───── Document extract
First, the chapter examines the food environments of African cities, with a focus on the built environment, highlighting the diverse range of food outlets and complex patterns of food access. Kisumu in Kenya is used as an example. Second, the chapter explores the multi-faceted ways in which the food environment of cities can afffect human health and wellbeing. Finally, the chapter discusses possibilities for how food environments that are more conducive to health and wellbeing can be created and sustained, and suggests some avenues for future research on urban food environments.

The concept of urban food environments

Food environments can be defined in various ways. Broadly, building on the socio-ecological perspective, they can be defined as ‘the collective physical, economic, policy and sociocultural surroundings, opportunities and conditions that influence people’s food and beverage choices and nutritional status’ (Swinburn et al., 2013: 25). Food environments are essentially the context in which the acquisition and consumption of food occurs, providing a series of opportunities and constraints that influence decisions about what to eat (FAO, 2016).

Most studies of urban food environments have focused on the categorisation, measurement and geographic analysis of different types of food outlet (McKinnnon et al., 2009). Various tools, such as the Food Environment Classification Tool (Lake et al., 2010), and measurement indices, such as the Retail Food Environment Index (Spence et al., 2009), have been developed. The Retail Food Environment Index is a simple measure of food environments (the number of fast-food outlets divided by the number of supermarkets and grocery stores), based on the questionable assumption that supermarkets and grocery stores always sell healthier food than convenience stores and fast-food outlets.

Glanz et al. (2007) distinguish between three types of food environment: the community nutrition environment (essentially the number, type and location of stores within a defined geographical area), the within-store consumer nutrition environment (availability of healthy options, price, nutrition information) and the organisational nutrition environment (home, school or work). Similarly, one can distinguish between the ‘external food environment’ (which has an impact on the availability of food) and the ‘personal food environment’ (which includes factors such as accessibility, affordability, convenience and desirability) (Turner et al., 2017).

The statistically significant findings of a relationship between the physical urban environment and health have been modest. For example, a systematic review of thirty-eight studies ‘found moderate evidence in support of the causal hypothesis that neighbourhood food environments influence dietary health’ (Caspi et al., 2012: 1181). This is not necessarily because there is not a significant relationship but is perhaps more a reflection of the fact that the overall quality of food environment research has generally been low (Cobb et al., 2015) and because the research was arguably often not focusing on the right questions. For example, Zenk et al. (2005) have noted that although the focus of much food environment research has been on distance to food outlets (which is easy to measure), in fact, travel time instead of distance should be considered, and social barriers (such as crime) and individual mobility issues need to be given more prominence.
──────────
───── Dataset content
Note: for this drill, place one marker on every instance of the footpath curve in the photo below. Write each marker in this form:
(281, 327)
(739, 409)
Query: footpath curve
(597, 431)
──────────
| Written task A |
Can you rewrite the rows above as a numbered list, leaving out any blank lines?
| Written task B |
Could you continue the passage on urban food environments from the point where it stops?

| Response A |
1. Note: for this drill, place one marker on every instance of the footpath curve in the photo below. Write each marker in this form:
2. (281, 327)
3. (739, 409)
4. Query: footpath curve
5. (597, 431)

| Response B |
Recent research on food environments has highlighted the importance of understanding the multiple environments in which people spend their time on accessing and consuming food (Townshend and Lake, 2017). There is a need to understand ‘foodways’, which relate to the interplay between individual processes and broader context (Alkon et al., 2013; Cannuscio, Weiss and Asch, 2010). The term ‘foodways’ refers to ‘the cultural and social practices that affect food consumption, including how and what communities eat, where and how they shop and what motivates their food preferences’ (Alkon et al., 2013: 127). Alkon et al. (2013: 126) conclude that ‘cost, not lack of knowledge or physical distance, is the primary barrier to healthy food access, and that low-income people employ a wide variety of strategies to obtain the foods they prefer at prices they can afford’.

In this chapter, I focus on the built-environment aspects of the ‘community’ or ‘external’ food environments of cities: for example, on the location and type of food outlets and food vendors, and the extent of urban agriculture. At a higher level, food environments also include broader contextual factors that influence the production, retail and consumption of food in cities (such as levels of infrastructure and enforcement of regulations related to the built environment).

Urban food environments in African cities

Urban food environments in cities in Africa and elsewhere in the global south are characterised by the ‘co-existence of formal and informal food markets, as well as non-market based food sources such as own production and food transfers’ (Turner et al., 2017: 3). A survey of southern African cities reflected the complexity of foodways, with the main sources of food including supermarkets, informal markets, small shops, self-production (e.g. growing of vegetables), sharing of food, borrowing of food, food remittances, community food kitchens and food aid (Frayne et al., 2010).

The term ‘formal’ is usually used to apply to legal or officially registered activities or entities, while the term ‘informal’ is used to apply to extra-legal or unregistered activities or entities (Hansen and Vaa, 2004). It should be borne in mind that classifying a particular activity or entity as solely formal or informal is usually impossible: there generally are multiple layers of formality and informality. For example, ‘informal traders’ may be formal in many respects – they may pay for a permit from the local government and may have a health permit – but informal in other respects, in that, for example, they do not pay company or individual income tax, or the physical structure they use does not comply with planning and building regulations. Formality and informality should be regarded as a continuum rather than a dichotomy, and I use the terms to refer to the respective ends of the continuum.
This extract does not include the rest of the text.